*REQUIREMENT*.
Report every line in the data below that contains the word "tree", copying each such line in full. Case counts, so a match must have the same capital and lowercase letters.
---------- DATA TO USE
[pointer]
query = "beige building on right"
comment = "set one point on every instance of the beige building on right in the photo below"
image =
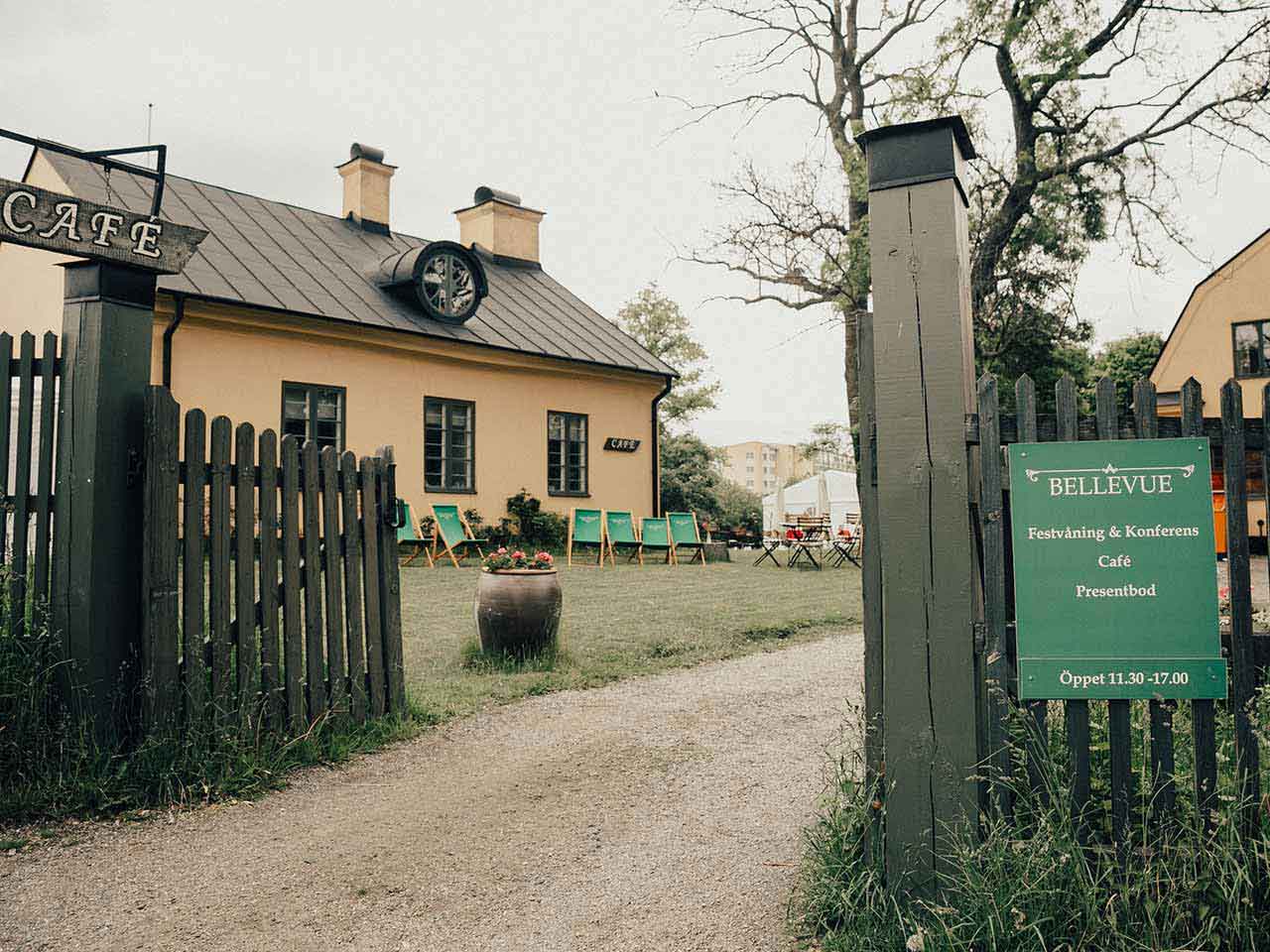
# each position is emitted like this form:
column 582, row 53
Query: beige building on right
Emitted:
column 1223, row 331
column 765, row 467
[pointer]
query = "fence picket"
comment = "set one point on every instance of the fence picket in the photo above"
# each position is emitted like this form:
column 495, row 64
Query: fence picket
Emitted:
column 160, row 671
column 1239, row 581
column 293, row 626
column 22, row 484
column 390, row 590
column 1164, row 796
column 352, row 556
column 1076, row 714
column 316, row 660
column 271, row 682
column 331, row 543
column 5, row 435
column 244, row 571
column 1203, row 711
column 193, row 645
column 218, row 572
column 1119, row 712
column 996, row 664
column 49, row 397
column 1038, row 739
column 371, row 584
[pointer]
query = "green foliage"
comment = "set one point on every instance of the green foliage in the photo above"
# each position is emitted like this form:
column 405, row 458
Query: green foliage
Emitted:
column 1127, row 361
column 738, row 508
column 829, row 439
column 56, row 763
column 531, row 527
column 662, row 329
column 1030, row 885
column 690, row 477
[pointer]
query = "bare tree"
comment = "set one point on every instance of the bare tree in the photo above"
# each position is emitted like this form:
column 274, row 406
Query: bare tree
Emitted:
column 1093, row 91
column 1093, row 94
column 804, row 239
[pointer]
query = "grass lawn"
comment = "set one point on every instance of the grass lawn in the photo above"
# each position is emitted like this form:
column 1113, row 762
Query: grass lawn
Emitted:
column 616, row 624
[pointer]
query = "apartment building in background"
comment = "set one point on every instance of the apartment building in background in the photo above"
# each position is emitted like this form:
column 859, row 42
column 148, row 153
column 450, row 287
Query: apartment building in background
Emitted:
column 765, row 467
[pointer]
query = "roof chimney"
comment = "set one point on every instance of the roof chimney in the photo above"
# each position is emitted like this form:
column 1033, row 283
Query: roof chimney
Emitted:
column 366, row 186
column 498, row 222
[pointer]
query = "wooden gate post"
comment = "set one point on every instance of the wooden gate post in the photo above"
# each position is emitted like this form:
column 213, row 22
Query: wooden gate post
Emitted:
column 95, row 602
column 924, row 377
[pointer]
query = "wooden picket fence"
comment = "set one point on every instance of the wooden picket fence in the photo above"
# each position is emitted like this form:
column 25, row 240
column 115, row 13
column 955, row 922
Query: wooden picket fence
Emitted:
column 987, row 431
column 28, row 449
column 270, row 588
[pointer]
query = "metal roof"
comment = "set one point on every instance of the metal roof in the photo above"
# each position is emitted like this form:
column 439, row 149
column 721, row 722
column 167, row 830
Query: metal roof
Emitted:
column 271, row 254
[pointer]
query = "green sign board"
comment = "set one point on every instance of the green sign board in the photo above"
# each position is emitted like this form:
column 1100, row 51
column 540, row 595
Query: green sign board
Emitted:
column 1115, row 581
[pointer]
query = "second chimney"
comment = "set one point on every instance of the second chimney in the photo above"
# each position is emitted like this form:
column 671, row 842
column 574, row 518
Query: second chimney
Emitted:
column 498, row 222
column 366, row 186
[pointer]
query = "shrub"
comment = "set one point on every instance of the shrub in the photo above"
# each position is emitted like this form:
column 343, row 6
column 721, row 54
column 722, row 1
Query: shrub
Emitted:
column 532, row 527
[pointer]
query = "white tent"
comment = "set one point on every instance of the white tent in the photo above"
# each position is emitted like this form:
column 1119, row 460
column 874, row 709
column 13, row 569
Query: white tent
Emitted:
column 832, row 492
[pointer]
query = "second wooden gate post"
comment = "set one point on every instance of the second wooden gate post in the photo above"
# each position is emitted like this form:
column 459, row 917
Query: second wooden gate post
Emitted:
column 107, row 331
column 924, row 376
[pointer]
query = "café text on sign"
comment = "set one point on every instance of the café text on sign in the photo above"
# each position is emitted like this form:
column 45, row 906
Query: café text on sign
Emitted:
column 55, row 222
column 1115, row 583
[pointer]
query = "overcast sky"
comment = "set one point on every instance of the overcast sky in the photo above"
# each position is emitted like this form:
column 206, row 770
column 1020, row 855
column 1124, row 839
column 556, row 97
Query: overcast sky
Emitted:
column 564, row 103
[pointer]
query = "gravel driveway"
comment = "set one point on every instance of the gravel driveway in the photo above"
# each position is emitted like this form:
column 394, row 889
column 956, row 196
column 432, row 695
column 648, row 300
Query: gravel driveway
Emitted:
column 661, row 814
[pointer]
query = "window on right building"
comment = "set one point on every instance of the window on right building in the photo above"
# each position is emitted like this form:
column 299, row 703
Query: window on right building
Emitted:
column 1251, row 349
column 567, row 454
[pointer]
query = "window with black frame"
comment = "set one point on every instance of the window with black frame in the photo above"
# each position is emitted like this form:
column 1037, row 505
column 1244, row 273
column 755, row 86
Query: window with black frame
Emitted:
--------------------
*FULL ANSWER*.
query = "bare tree"
comment = "set one point on every instance of the bare tree in the photo above"
Query: bare tree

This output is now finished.